— Begin Provided text —
Higher Education Reimagined
One of the many educational challenges Universities face nowadays include preparing students for jobs that will pop up at the emerging intersections of divergent disciplines, technology and cross‐disciplinary meta‐skills.
To conquer these challenging times and to better contend in a digital age filled with digital natives or the so called Generation C, universities must reexamine how they disseminate teaching and learning and set it in a way that prepares students to lead companies that adopt agile mindsets, develop cultures of learning, and effectively manage digital transformation.
Universities must be prepared to embed “digital cultures” within their programs by developing solid technical skills as well as qualities in innovation, entrepreneurial mindset, communication, and ethical thinking. These can give humans – unlike machines and automations – abilities to process and solve unpredictable encounters within the workplace.
Students should be able to develop multidimensional viewpoints by blending their major studies with different academic fields. By associating students over a different cluster of information, we put them on a way to illuminating the big difficulties of our times, and making critical impact.
Because continuous education will be one of the keys to the success of tomorrow’s task force, universities can do their part by producing work‐ready, life‐long learning graduates. In addition, providing exposure to the latest technology trends will be vital for all programs, even those that are not related to technology. Universities don’t really need and cannot offer regularly particular courses about latest technologies, but they should present students to the tech and give access to relevant sources of data about it. Universities must cooperate with tech companies, and provide students with a basis in technology.
— End Provided text —
— Begin Data records —
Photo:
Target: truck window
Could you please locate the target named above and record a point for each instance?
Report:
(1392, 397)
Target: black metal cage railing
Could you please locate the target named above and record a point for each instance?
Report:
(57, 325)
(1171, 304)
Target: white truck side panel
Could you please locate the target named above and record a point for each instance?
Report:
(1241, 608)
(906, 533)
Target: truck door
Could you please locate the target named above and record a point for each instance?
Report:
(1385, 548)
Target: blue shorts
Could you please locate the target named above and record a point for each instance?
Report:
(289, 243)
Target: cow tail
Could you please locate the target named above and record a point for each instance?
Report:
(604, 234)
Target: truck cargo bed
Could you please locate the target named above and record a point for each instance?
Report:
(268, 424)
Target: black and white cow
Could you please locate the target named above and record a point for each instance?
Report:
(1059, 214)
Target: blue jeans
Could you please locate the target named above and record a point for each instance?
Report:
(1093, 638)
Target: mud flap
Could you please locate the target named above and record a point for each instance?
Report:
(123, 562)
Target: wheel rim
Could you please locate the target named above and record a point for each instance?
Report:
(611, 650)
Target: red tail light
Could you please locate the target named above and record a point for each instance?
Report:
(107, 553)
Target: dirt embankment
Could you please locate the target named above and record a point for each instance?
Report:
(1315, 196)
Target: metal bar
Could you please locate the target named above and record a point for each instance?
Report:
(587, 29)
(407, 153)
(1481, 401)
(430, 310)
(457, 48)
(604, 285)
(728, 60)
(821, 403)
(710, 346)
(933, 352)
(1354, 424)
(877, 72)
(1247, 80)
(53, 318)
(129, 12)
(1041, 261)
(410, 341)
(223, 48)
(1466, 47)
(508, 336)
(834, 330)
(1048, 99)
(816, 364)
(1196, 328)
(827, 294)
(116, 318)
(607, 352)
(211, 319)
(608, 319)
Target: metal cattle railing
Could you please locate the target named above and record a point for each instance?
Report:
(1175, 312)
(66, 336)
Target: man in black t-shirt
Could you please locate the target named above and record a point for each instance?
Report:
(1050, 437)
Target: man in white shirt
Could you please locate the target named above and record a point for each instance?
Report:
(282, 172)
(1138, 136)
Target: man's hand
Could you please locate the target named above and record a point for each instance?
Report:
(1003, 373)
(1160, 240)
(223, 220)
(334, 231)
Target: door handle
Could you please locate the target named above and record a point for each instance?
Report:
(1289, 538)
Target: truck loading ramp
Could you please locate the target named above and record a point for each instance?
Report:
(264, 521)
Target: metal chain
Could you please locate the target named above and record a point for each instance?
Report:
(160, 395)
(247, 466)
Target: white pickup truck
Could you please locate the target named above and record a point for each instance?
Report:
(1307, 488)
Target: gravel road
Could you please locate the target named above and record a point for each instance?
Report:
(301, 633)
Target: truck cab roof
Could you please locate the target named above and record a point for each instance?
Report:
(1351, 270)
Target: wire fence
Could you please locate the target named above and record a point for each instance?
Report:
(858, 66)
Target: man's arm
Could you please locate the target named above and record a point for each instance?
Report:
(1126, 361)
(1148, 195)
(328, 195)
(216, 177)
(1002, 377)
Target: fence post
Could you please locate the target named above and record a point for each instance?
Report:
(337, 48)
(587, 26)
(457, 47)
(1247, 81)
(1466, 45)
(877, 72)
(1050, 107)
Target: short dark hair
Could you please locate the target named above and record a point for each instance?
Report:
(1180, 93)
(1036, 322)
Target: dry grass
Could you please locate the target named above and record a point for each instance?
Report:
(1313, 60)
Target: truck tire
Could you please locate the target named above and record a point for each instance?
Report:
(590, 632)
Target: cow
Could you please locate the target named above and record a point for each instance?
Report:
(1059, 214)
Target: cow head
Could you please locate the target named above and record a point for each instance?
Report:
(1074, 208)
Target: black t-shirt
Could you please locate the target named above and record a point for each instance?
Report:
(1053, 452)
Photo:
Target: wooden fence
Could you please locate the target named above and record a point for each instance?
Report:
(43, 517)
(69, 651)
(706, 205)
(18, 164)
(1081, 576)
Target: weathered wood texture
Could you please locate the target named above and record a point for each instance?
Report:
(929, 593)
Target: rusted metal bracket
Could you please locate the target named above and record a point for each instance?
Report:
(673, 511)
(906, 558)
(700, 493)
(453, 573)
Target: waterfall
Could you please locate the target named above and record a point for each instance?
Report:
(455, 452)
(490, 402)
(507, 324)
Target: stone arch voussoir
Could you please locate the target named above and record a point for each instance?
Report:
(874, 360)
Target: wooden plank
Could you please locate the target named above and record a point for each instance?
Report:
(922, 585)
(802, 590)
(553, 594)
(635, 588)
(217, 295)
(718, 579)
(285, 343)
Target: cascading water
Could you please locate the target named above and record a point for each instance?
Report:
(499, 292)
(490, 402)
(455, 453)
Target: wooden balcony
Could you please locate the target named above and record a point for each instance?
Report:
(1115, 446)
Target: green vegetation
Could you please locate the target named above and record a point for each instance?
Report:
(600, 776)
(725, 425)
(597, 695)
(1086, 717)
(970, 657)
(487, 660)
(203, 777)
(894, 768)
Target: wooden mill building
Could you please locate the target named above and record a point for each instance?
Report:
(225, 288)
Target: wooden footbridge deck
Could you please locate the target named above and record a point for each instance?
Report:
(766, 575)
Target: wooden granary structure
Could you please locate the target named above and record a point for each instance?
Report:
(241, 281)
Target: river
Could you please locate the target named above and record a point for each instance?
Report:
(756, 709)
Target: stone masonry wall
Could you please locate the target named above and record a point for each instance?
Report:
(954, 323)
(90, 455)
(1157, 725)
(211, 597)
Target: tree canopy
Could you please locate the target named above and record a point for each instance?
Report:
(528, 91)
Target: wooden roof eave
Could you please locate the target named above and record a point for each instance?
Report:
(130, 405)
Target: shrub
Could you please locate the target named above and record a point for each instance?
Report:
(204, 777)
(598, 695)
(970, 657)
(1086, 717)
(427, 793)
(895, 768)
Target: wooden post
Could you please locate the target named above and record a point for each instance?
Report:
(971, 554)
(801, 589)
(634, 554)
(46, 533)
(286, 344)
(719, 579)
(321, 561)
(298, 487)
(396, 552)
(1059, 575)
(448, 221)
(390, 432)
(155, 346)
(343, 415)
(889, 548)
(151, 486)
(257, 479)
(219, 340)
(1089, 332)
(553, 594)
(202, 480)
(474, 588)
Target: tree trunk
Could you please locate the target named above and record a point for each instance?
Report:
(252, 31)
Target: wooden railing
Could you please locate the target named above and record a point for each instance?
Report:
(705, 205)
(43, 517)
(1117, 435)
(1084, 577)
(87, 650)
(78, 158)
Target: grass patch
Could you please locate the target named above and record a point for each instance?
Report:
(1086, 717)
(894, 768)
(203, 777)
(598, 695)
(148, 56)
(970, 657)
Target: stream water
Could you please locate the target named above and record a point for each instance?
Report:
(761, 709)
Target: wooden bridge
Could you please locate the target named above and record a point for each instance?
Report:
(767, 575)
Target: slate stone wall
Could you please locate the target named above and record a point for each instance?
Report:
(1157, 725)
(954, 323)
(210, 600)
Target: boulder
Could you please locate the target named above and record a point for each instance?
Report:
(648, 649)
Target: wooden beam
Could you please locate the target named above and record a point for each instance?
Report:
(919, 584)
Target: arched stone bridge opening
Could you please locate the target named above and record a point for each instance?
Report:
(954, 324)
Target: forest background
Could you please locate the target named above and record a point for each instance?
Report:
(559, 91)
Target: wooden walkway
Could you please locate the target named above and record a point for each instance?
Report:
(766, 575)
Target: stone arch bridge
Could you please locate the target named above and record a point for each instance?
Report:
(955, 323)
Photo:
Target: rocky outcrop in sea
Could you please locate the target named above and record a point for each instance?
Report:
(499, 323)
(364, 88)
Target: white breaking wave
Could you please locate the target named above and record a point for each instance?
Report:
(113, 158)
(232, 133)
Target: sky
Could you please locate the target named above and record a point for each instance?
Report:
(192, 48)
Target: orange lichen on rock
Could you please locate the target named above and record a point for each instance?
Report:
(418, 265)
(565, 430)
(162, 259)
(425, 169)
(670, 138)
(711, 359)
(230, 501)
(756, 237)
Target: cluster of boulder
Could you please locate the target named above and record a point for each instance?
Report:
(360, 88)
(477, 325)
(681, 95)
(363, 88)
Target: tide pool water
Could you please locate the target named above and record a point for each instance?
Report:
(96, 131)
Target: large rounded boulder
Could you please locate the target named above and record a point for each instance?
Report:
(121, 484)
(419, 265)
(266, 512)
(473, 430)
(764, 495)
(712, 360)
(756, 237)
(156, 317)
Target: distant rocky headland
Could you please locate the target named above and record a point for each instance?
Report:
— End Data records —
• [What is asked]: In the text on higher education, which qualities besides solid technical skills should universities develop when embedding "digital cultures" in their programs?

• [The response]: Innovation, entrepreneurial mindset, communication, and ethical thinking.